# Supplied passage:
________________________

During the trial Armstrong was accused of murdering Metzker with a slung-shot – a maritime tool which consisted of a rope with a heavy weight on one end that was used to cast a line from one place to another.

The principal witness for the prosecution, Charles Allen, claimed that he witnessed Duff killing Preston from 150 feet away.

When Lincoln asked Allen how he could identify Armstrong at such a distance just before midnight in the dark, Allen said, "By the light of the Moon."

Lincoln must have anticipated his response, because he produced an almanac and paged to August 1957. Using the almanac he proved to the jury that the moon was in its first quarter and, at the exact time Allen claimed to have witnessed the murder, the moon was about to set!

The jury agreed with Lincoln that the moon could not possibly have produced enough light for Charles to clearly identify the killer at such a distance, and Duff Armstrong was acquitted!

(Source)

In Indonesia Manta Rays are worth 2000 times more alive than dead and Indonesia's ocean is now the largest sanctuary for manta rays in the world


Indonesia has been the world’s largest fishery for rays and sharks for almost 30 years.

A dead manta ray is worth $40-$500 in Indonesia. Manta ray tourism, however, can bring in $1 million during the life span of a single ray! Mantas can live to become 50 years old and can travel in groups of up to 50.

The Indonesian government did the math, figuring a ray is worth 2000 times more alive than when it is dead!

This prompted the Indonesian Ministry of Marine Affairs and Fisheries to ban fishing and export of mantas in 2014. Indonesia’s 2.2 million square miles of ocean is now the largest sanctuary for manta rays in the world.

This could not have come at a better time for mantra rays whose population has declined in the last ten years and the ray is now listed as “Vulnerable to Extinction" by the IUCN Red List of Threatened Species.

Manta products are mostly sold in the Guangzhou region in southern China as part of a scam, proclaiming the gills can cure everything from chickenpox to cancer and infertility.

But it has no curative properties and are not considered a formal component of Traditional Chinese Medicine. In fact, they are not even recognized by traditional medicine practitioners!

(Source)

Some awesome lists!

Dr. Pepper is like the free agent of sodas!


Free agents in the sports world are always exciting to watch as they get teams to fight over their career.

Turns out there are similar “free agents” in the soda world, as well.

Dr. Pepper, a personal favorite beverage of many all over the world, has an incredibly unique and unidentifiable flavor, with a hint of cherry and cola.

________________________

# Information given:
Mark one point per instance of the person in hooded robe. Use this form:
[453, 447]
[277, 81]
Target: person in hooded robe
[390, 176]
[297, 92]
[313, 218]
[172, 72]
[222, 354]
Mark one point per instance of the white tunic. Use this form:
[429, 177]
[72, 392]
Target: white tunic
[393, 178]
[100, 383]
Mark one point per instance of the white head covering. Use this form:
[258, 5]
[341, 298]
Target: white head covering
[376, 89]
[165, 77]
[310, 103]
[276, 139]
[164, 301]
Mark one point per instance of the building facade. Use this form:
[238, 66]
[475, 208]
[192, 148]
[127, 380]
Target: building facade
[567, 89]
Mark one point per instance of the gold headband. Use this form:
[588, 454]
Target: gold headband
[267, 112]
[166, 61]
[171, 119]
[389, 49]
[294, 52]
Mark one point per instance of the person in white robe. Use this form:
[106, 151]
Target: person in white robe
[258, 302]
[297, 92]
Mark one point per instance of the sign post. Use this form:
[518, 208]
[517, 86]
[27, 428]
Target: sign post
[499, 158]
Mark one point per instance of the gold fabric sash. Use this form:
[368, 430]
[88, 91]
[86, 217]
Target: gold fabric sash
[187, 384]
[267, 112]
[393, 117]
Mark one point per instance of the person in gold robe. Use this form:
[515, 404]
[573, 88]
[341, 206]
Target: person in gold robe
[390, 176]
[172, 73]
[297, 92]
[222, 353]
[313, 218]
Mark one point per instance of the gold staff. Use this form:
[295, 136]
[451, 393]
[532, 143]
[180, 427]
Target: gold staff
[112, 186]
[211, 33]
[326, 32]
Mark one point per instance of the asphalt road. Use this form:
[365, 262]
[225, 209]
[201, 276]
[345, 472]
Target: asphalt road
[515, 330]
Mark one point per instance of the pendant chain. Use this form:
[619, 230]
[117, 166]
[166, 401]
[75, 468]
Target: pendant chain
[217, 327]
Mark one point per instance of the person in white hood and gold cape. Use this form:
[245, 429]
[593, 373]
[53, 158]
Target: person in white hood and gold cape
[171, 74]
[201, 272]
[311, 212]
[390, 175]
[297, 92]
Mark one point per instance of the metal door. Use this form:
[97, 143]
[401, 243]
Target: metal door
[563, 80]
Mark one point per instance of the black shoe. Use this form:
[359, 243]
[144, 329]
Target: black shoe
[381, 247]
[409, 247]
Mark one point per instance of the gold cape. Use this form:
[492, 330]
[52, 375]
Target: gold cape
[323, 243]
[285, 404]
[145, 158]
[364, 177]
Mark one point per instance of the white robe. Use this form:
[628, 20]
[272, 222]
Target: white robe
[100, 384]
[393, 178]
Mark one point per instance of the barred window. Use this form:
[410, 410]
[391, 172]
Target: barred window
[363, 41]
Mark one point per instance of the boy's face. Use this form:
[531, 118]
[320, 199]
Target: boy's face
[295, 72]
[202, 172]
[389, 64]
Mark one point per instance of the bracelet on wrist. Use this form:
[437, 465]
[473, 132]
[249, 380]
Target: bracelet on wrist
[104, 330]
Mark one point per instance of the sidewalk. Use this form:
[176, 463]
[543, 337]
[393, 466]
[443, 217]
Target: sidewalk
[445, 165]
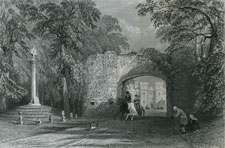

________________________

# Aim of the task:
Resume the trivia piece on Lincoln's moonlight defense, Indonesian manta rays and Dr. Pepper, continuing directly after its final sentence about Dr. Pepper's flavor.

# Result:
It dates all the way back to the 1880s by Charles Alderton in Texas. The name allegedly comes from a partner's formula book that was titled “D Peppers Pepsin Bitters.”

The soda is also unique in the fact that it isn't owned by either of the major soft drink companies, PepsiCo or the Coca-Cola Company. Because of this, you may find it everywhere, or it may be difficult to find.

Many restaurants and resellers will promote beverages from one company or the other, but because of Dr. Pepper's “free agent” status, it can show up alongside a Diet Coke or a Wild Cherry Pepsi.

(Source)

How do you make kids choose broccoli over chocolate? Elmo!


Never underestimate the power of Sesame Street.

The program that has been teaching children their “A, B, Cs” and “1, 2, 3s” for decades continues to spread its influence, this time with better eating choices.

Turns out, when given a choice between chocolate and broccoli, children will tend to choose the broccoli—as long as Elmo is involved.

Initially, when given the option between a delectable chocolate bar and the less appetizing broccoli, four out of five children chose the chocolate (I want to meet the 1 in five that chose the vegetable!).

Luckily, taxpayer dollars weren't wasted on trying to crack that mystery.

But when the researchers put a sticker of Elmo on the broccoli, suddenly the results skewed to be about half and half.

A lot of schools have already discovered this little marketing secret and will put up posters with childhood favorites such as Spongebob and Sesame Street characters promoting the healthy choices.

When Spongebob tries to sell kids on green beans, 37 percent more boys and 17 percent more girls will choose the them. Still, a chocolate bar is tough to pass up!